# What the task requires:
Count how many lines of the listing below contain the word "glow", and reply with only that number.

## start

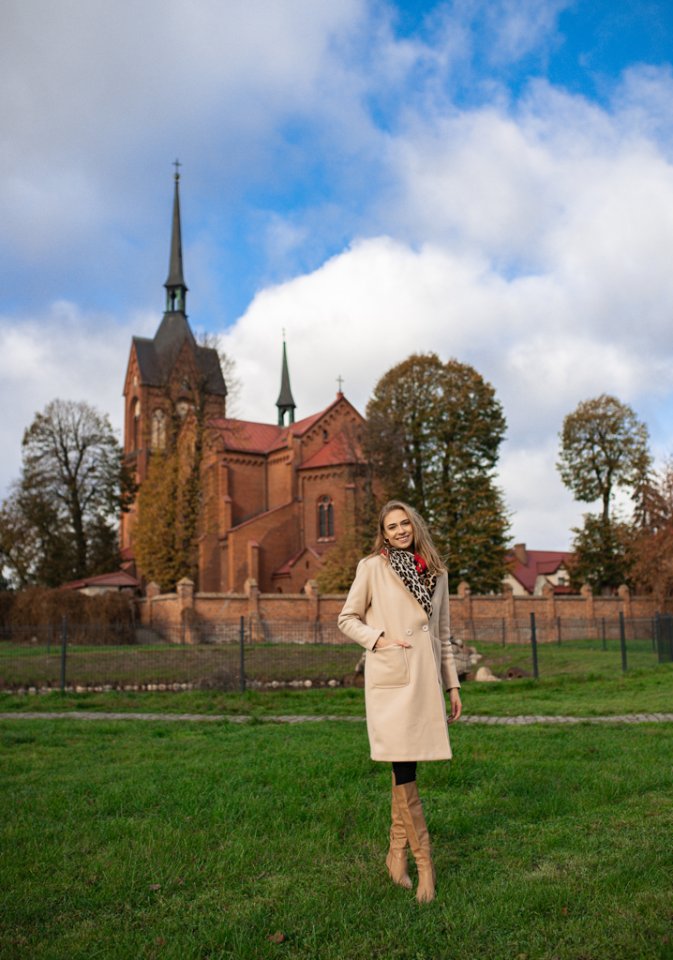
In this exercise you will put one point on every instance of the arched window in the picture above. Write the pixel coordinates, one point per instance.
(158, 430)
(135, 425)
(325, 518)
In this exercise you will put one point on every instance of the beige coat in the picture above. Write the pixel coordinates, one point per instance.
(404, 686)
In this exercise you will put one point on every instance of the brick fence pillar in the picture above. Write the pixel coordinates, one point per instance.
(185, 591)
(624, 595)
(153, 590)
(588, 595)
(252, 593)
(465, 595)
(313, 593)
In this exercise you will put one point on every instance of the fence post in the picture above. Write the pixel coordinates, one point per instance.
(533, 643)
(622, 639)
(241, 644)
(64, 647)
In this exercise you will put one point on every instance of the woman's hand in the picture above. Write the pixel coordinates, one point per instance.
(456, 704)
(383, 641)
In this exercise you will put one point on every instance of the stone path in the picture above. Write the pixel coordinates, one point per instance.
(523, 721)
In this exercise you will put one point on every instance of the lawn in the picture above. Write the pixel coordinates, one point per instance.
(575, 682)
(134, 840)
(217, 666)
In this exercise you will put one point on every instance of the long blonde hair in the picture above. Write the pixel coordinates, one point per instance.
(422, 540)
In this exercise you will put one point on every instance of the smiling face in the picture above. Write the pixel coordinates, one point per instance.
(397, 529)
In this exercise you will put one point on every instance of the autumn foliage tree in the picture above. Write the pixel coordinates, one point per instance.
(60, 520)
(604, 447)
(434, 431)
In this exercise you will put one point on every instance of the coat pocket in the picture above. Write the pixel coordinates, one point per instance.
(388, 667)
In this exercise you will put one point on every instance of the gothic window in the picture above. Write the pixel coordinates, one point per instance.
(325, 518)
(135, 425)
(158, 430)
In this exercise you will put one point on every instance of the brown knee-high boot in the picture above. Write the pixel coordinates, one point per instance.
(411, 811)
(396, 861)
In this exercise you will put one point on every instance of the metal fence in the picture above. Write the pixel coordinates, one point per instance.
(248, 654)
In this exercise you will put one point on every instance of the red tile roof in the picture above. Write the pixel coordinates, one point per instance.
(251, 437)
(118, 579)
(538, 563)
(336, 451)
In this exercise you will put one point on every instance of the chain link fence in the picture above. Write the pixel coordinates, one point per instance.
(246, 654)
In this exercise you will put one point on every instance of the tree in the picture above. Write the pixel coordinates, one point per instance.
(434, 431)
(60, 521)
(603, 554)
(603, 446)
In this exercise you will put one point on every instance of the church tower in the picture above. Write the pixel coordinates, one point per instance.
(285, 401)
(167, 376)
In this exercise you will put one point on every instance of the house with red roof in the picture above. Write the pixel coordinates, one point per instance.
(275, 496)
(529, 571)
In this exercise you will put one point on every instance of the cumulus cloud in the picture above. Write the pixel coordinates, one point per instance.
(66, 354)
(405, 197)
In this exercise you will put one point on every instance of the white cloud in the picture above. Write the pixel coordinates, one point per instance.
(528, 237)
(61, 354)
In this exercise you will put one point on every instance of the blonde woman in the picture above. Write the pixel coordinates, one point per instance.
(398, 610)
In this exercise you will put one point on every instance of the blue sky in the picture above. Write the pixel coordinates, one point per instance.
(490, 180)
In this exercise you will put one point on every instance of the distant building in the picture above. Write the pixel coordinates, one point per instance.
(275, 496)
(117, 582)
(530, 570)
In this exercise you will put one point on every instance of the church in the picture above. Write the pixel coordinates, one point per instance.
(274, 496)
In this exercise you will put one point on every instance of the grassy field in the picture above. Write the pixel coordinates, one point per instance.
(133, 840)
(211, 666)
(576, 682)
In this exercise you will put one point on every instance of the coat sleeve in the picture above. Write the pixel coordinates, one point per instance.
(352, 617)
(449, 672)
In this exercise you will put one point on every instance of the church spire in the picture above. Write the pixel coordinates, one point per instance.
(176, 288)
(285, 401)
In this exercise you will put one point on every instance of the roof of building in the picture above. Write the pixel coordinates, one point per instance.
(526, 565)
(286, 568)
(248, 436)
(156, 357)
(117, 579)
(339, 449)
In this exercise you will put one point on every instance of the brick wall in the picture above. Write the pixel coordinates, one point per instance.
(504, 616)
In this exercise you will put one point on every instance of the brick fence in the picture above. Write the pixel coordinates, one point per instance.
(503, 616)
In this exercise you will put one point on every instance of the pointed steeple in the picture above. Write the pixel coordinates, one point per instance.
(285, 401)
(176, 288)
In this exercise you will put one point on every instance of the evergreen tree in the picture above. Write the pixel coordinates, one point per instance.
(434, 431)
(603, 554)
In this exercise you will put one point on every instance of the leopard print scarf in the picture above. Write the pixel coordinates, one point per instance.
(414, 574)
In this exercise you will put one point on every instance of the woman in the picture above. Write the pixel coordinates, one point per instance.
(398, 610)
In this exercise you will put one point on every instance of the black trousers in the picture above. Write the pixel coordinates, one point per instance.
(404, 771)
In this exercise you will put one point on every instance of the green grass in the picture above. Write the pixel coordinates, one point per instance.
(133, 840)
(638, 691)
(206, 665)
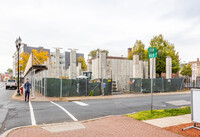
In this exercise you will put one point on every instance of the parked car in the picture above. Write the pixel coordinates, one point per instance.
(11, 83)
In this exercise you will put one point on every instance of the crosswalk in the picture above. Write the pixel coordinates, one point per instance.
(80, 103)
(60, 106)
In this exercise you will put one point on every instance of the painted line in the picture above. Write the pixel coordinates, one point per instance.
(80, 103)
(32, 114)
(65, 111)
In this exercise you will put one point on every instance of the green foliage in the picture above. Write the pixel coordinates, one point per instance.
(83, 63)
(94, 53)
(145, 115)
(165, 49)
(187, 70)
(139, 49)
(9, 70)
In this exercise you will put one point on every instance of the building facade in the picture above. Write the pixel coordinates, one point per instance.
(64, 59)
(195, 69)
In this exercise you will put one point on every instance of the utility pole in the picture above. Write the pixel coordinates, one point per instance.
(61, 83)
(152, 84)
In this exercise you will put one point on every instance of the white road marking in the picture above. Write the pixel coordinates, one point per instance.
(32, 114)
(179, 102)
(65, 111)
(80, 103)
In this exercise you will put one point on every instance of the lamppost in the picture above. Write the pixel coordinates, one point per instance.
(18, 44)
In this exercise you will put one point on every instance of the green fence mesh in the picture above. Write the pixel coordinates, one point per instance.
(79, 87)
(159, 85)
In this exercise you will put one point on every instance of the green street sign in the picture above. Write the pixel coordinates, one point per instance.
(152, 52)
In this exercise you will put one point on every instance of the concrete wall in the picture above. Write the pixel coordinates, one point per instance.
(120, 70)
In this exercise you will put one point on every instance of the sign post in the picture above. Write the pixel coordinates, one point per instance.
(152, 54)
(195, 108)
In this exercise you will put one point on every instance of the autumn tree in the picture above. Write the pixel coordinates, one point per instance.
(138, 49)
(165, 49)
(96, 52)
(41, 55)
(187, 70)
(83, 63)
(9, 70)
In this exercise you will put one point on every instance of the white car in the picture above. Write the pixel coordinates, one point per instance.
(11, 83)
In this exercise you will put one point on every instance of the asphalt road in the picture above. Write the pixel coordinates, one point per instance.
(16, 113)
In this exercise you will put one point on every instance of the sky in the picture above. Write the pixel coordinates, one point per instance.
(113, 25)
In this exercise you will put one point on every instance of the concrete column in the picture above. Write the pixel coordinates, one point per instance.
(102, 65)
(135, 66)
(146, 69)
(93, 69)
(168, 67)
(141, 72)
(73, 71)
(79, 69)
(154, 73)
(57, 63)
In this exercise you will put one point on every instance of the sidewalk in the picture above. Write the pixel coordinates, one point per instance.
(170, 121)
(39, 97)
(113, 126)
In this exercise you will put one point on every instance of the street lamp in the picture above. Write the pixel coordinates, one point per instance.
(18, 44)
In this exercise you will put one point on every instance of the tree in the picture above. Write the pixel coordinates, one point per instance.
(83, 63)
(165, 49)
(187, 70)
(94, 53)
(9, 70)
(139, 49)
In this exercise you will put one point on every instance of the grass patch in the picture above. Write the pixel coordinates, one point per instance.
(145, 115)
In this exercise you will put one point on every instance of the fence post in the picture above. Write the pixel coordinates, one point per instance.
(86, 87)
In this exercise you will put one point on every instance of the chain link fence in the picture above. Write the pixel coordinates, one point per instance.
(51, 87)
(159, 85)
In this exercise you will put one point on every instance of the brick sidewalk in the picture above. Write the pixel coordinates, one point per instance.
(115, 126)
(39, 97)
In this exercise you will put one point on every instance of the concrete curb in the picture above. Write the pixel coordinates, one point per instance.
(6, 133)
(69, 99)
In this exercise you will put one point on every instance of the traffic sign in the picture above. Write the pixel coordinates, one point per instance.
(152, 52)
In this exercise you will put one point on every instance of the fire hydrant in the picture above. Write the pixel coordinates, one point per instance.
(21, 89)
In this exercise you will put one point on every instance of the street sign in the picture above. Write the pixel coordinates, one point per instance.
(152, 52)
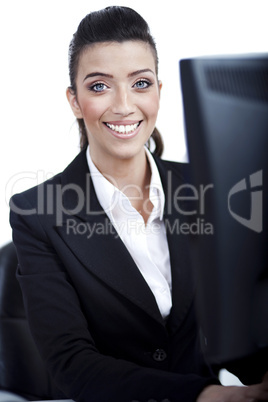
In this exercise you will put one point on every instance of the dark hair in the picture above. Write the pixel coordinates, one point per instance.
(112, 24)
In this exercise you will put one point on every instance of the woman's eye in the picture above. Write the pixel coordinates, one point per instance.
(142, 84)
(98, 87)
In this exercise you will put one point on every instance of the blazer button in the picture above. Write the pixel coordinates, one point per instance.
(159, 355)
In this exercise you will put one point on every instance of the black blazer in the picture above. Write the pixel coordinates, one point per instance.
(92, 315)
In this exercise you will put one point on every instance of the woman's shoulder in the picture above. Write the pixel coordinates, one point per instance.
(181, 170)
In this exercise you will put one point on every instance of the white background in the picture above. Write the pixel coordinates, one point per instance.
(38, 134)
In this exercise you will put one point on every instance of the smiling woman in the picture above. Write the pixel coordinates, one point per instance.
(106, 279)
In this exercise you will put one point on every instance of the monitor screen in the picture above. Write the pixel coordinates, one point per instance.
(225, 101)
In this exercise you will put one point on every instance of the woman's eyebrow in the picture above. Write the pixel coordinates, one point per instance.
(95, 74)
(99, 74)
(144, 70)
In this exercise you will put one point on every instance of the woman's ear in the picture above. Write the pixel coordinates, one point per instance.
(73, 103)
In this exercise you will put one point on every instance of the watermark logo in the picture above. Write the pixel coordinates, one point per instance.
(255, 222)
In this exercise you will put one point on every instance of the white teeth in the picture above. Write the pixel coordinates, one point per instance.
(123, 129)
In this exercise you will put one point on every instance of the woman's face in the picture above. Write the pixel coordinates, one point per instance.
(118, 98)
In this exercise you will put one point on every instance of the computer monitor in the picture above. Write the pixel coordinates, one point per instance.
(225, 101)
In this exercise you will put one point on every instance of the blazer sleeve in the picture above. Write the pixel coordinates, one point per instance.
(63, 338)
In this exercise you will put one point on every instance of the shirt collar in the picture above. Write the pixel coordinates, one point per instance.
(106, 192)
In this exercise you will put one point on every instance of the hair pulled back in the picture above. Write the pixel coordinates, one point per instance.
(112, 24)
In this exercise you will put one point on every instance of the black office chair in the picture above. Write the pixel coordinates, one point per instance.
(22, 371)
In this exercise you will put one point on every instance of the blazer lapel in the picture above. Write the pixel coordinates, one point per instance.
(88, 232)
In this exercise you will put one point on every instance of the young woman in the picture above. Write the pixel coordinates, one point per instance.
(106, 279)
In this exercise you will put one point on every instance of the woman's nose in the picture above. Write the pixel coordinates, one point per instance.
(122, 102)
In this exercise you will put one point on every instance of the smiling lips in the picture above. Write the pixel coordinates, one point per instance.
(125, 129)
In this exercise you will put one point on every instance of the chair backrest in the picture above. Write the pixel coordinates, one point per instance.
(21, 368)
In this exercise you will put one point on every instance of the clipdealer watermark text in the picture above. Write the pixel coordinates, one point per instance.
(131, 227)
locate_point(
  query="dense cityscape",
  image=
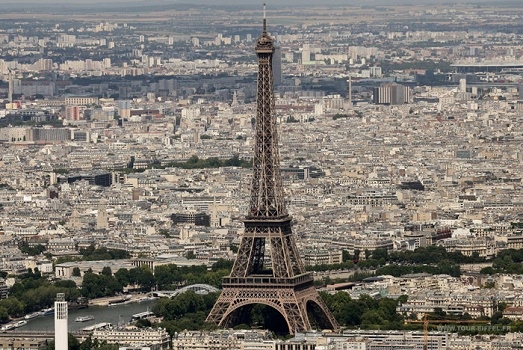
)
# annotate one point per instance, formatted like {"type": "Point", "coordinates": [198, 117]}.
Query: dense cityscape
{"type": "Point", "coordinates": [130, 141]}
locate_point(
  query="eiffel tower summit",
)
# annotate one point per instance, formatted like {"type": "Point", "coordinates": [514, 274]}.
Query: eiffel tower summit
{"type": "Point", "coordinates": [268, 269]}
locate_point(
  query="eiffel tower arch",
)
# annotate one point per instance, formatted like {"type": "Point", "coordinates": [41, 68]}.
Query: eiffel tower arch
{"type": "Point", "coordinates": [268, 269]}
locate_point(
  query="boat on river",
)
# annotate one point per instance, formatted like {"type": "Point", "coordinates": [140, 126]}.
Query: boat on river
{"type": "Point", "coordinates": [84, 318]}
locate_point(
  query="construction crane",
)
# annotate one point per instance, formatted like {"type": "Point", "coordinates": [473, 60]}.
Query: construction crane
{"type": "Point", "coordinates": [426, 322]}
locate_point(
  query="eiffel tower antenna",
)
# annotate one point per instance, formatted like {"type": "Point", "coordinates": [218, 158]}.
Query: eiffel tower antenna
{"type": "Point", "coordinates": [264, 19]}
{"type": "Point", "coordinates": [268, 269]}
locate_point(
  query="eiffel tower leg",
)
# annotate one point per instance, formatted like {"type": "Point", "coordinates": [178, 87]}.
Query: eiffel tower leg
{"type": "Point", "coordinates": [311, 295]}
{"type": "Point", "coordinates": [285, 301]}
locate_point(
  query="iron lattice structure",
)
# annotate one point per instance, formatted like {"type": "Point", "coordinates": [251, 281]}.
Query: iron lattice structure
{"type": "Point", "coordinates": [268, 269]}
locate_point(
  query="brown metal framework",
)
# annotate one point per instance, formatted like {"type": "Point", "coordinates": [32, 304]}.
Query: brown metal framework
{"type": "Point", "coordinates": [268, 269]}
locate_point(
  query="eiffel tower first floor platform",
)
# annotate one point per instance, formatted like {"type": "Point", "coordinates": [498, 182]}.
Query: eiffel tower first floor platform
{"type": "Point", "coordinates": [294, 298]}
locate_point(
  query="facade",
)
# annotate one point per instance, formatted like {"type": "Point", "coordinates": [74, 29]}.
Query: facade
{"type": "Point", "coordinates": [81, 100]}
{"type": "Point", "coordinates": [154, 338]}
{"type": "Point", "coordinates": [391, 94]}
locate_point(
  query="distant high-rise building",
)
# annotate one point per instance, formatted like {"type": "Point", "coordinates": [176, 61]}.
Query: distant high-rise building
{"type": "Point", "coordinates": [463, 85]}
{"type": "Point", "coordinates": [306, 54]}
{"type": "Point", "coordinates": [124, 109]}
{"type": "Point", "coordinates": [61, 341]}
{"type": "Point", "coordinates": [277, 66]}
{"type": "Point", "coordinates": [391, 94]}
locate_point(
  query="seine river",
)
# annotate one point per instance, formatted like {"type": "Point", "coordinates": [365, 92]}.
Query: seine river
{"type": "Point", "coordinates": [118, 314]}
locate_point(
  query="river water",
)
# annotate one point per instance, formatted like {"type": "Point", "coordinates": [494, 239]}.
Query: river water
{"type": "Point", "coordinates": [118, 314]}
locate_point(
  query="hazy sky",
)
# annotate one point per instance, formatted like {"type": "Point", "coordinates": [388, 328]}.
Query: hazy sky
{"type": "Point", "coordinates": [241, 3]}
{"type": "Point", "coordinates": [246, 2]}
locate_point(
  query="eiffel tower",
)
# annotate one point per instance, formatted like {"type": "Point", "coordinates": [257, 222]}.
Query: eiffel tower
{"type": "Point", "coordinates": [268, 269]}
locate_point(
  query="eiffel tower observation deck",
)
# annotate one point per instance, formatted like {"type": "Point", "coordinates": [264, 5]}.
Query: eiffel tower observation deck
{"type": "Point", "coordinates": [268, 269]}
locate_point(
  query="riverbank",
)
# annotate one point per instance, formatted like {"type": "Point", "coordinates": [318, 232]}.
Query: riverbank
{"type": "Point", "coordinates": [120, 300]}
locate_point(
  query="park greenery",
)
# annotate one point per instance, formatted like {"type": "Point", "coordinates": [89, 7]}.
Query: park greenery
{"type": "Point", "coordinates": [194, 162]}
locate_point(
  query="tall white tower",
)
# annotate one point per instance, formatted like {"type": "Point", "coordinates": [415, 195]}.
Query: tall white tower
{"type": "Point", "coordinates": [10, 93]}
{"type": "Point", "coordinates": [60, 323]}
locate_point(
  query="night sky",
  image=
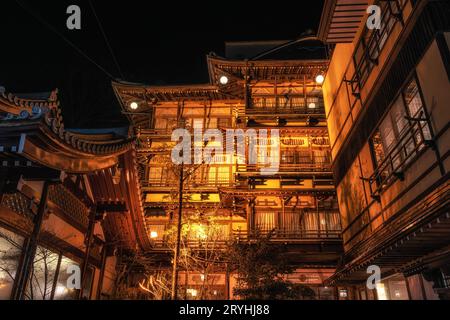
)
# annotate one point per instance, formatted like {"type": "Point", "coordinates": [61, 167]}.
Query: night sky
{"type": "Point", "coordinates": [155, 42]}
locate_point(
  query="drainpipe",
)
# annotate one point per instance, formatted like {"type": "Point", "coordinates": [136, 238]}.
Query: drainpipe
{"type": "Point", "coordinates": [31, 245]}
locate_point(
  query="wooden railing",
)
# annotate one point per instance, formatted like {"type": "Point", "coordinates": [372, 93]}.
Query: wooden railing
{"type": "Point", "coordinates": [280, 106]}
{"type": "Point", "coordinates": [19, 203]}
{"type": "Point", "coordinates": [289, 236]}
{"type": "Point", "coordinates": [392, 167]}
{"type": "Point", "coordinates": [283, 168]}
{"type": "Point", "coordinates": [69, 204]}
{"type": "Point", "coordinates": [374, 44]}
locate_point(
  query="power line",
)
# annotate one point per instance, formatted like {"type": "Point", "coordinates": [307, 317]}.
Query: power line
{"type": "Point", "coordinates": [106, 39]}
{"type": "Point", "coordinates": [48, 25]}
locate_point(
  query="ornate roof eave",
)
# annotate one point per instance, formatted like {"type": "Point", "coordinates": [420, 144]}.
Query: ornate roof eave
{"type": "Point", "coordinates": [40, 136]}
{"type": "Point", "coordinates": [237, 69]}
{"type": "Point", "coordinates": [12, 104]}
{"type": "Point", "coordinates": [191, 92]}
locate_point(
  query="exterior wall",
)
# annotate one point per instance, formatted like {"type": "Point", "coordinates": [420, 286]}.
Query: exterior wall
{"type": "Point", "coordinates": [343, 111]}
{"type": "Point", "coordinates": [60, 246]}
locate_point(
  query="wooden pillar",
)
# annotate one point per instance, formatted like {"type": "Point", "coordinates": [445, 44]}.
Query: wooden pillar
{"type": "Point", "coordinates": [424, 293]}
{"type": "Point", "coordinates": [102, 272]}
{"type": "Point", "coordinates": [31, 245]}
{"type": "Point", "coordinates": [88, 240]}
{"type": "Point", "coordinates": [55, 281]}
{"type": "Point", "coordinates": [227, 282]}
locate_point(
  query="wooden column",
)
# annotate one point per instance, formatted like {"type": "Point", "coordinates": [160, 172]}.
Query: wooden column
{"type": "Point", "coordinates": [87, 254]}
{"type": "Point", "coordinates": [102, 272]}
{"type": "Point", "coordinates": [31, 246]}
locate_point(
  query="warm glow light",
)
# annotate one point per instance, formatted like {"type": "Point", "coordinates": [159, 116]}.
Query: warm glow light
{"type": "Point", "coordinates": [320, 79]}
{"type": "Point", "coordinates": [192, 292]}
{"type": "Point", "coordinates": [223, 80]}
{"type": "Point", "coordinates": [134, 105]}
{"type": "Point", "coordinates": [60, 291]}
{"type": "Point", "coordinates": [153, 234]}
{"type": "Point", "coordinates": [381, 291]}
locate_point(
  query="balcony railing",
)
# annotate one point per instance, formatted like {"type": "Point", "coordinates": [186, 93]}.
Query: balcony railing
{"type": "Point", "coordinates": [69, 204]}
{"type": "Point", "coordinates": [413, 140]}
{"type": "Point", "coordinates": [280, 105]}
{"type": "Point", "coordinates": [289, 236]}
{"type": "Point", "coordinates": [288, 168]}
{"type": "Point", "coordinates": [370, 46]}
{"type": "Point", "coordinates": [205, 184]}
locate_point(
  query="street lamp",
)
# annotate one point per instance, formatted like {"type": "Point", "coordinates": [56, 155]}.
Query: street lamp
{"type": "Point", "coordinates": [320, 79]}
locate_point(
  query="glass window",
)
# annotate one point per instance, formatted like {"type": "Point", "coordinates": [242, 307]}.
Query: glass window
{"type": "Point", "coordinates": [10, 253]}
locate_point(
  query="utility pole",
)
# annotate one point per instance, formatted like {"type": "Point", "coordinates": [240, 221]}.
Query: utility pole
{"type": "Point", "coordinates": [178, 240]}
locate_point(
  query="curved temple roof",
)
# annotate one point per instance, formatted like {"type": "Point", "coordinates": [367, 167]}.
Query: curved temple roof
{"type": "Point", "coordinates": [35, 122]}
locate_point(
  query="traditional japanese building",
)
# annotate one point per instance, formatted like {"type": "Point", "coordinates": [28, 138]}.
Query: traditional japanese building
{"type": "Point", "coordinates": [69, 203]}
{"type": "Point", "coordinates": [386, 97]}
{"type": "Point", "coordinates": [257, 86]}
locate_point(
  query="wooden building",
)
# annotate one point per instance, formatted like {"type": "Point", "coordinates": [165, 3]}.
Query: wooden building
{"type": "Point", "coordinates": [69, 203]}
{"type": "Point", "coordinates": [386, 96]}
{"type": "Point", "coordinates": [260, 86]}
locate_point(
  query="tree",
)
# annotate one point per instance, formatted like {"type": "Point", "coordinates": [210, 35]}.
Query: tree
{"type": "Point", "coordinates": [261, 270]}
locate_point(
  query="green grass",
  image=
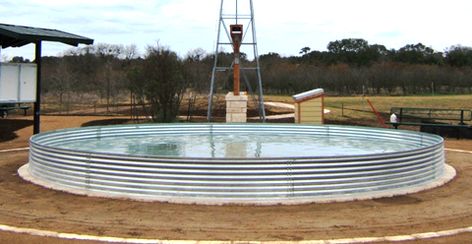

## end

# Full output:
2